BEGIN Information

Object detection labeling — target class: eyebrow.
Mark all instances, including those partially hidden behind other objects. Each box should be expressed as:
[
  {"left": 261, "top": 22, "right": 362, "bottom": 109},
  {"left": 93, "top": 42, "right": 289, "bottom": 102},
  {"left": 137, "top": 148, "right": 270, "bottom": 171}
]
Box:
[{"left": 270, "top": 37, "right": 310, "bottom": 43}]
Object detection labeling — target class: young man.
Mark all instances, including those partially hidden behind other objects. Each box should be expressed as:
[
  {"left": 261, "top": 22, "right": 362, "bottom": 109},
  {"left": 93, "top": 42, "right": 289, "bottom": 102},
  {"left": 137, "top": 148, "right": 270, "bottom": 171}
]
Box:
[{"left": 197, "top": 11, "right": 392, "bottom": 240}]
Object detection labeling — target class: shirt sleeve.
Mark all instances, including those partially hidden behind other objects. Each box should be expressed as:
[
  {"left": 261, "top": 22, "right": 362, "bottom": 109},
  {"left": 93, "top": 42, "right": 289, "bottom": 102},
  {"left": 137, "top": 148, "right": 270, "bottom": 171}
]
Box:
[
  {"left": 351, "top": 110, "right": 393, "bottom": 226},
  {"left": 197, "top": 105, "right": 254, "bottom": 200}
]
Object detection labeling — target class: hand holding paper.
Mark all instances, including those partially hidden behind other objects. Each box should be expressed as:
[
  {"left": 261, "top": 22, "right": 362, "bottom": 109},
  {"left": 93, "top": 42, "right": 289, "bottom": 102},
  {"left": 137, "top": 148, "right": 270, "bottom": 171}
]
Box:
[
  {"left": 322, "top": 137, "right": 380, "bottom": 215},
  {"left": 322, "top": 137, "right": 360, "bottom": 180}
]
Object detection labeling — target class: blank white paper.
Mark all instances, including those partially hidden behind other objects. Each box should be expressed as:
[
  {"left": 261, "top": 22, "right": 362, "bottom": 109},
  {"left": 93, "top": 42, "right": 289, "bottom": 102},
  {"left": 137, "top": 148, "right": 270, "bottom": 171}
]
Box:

END Information

What the exercise asks: All entries are to be output exactly as they stand.

Solution for this problem:
Object detection labeling — target class: eyebrow.
Mark all instances, including those partially hidden behind other objects. Each box should be expressed as:
[
  {"left": 261, "top": 22, "right": 362, "bottom": 109},
  {"left": 93, "top": 42, "right": 289, "bottom": 102},
  {"left": 137, "top": 148, "right": 270, "bottom": 171}
]
Box:
[{"left": 270, "top": 37, "right": 310, "bottom": 43}]
Object detection labeling — target class: young man.
Mark all instances, including those partially hidden behind other objects. Each box should be expressed as:
[
  {"left": 261, "top": 22, "right": 362, "bottom": 109},
  {"left": 93, "top": 42, "right": 289, "bottom": 102},
  {"left": 137, "top": 148, "right": 270, "bottom": 171}
]
Box:
[{"left": 197, "top": 11, "right": 392, "bottom": 240}]
Object detection labeling — target class: shirt sleeve.
Mark all instances, including those partially hidden behind other objects. Each box should be expressed as:
[
  {"left": 261, "top": 22, "right": 362, "bottom": 109},
  {"left": 93, "top": 42, "right": 289, "bottom": 102},
  {"left": 137, "top": 148, "right": 270, "bottom": 171}
]
Box:
[
  {"left": 351, "top": 110, "right": 393, "bottom": 226},
  {"left": 197, "top": 105, "right": 254, "bottom": 200}
]
Object detection labeling — target class: hand holding paper.
Mark all instances, including those partially hidden behind other objects. Each box should be expressed as:
[
  {"left": 261, "top": 22, "right": 362, "bottom": 109},
  {"left": 93, "top": 42, "right": 289, "bottom": 102},
  {"left": 137, "top": 148, "right": 270, "bottom": 171}
]
Box:
[
  {"left": 322, "top": 137, "right": 380, "bottom": 215},
  {"left": 322, "top": 137, "right": 360, "bottom": 180}
]
Object detection labeling — target class: blank white paper.
Mark all instances, including those partially hidden behind other objects. Each box should be expressed as:
[
  {"left": 261, "top": 22, "right": 362, "bottom": 109},
  {"left": 93, "top": 42, "right": 289, "bottom": 102},
  {"left": 137, "top": 148, "right": 270, "bottom": 171}
]
Box:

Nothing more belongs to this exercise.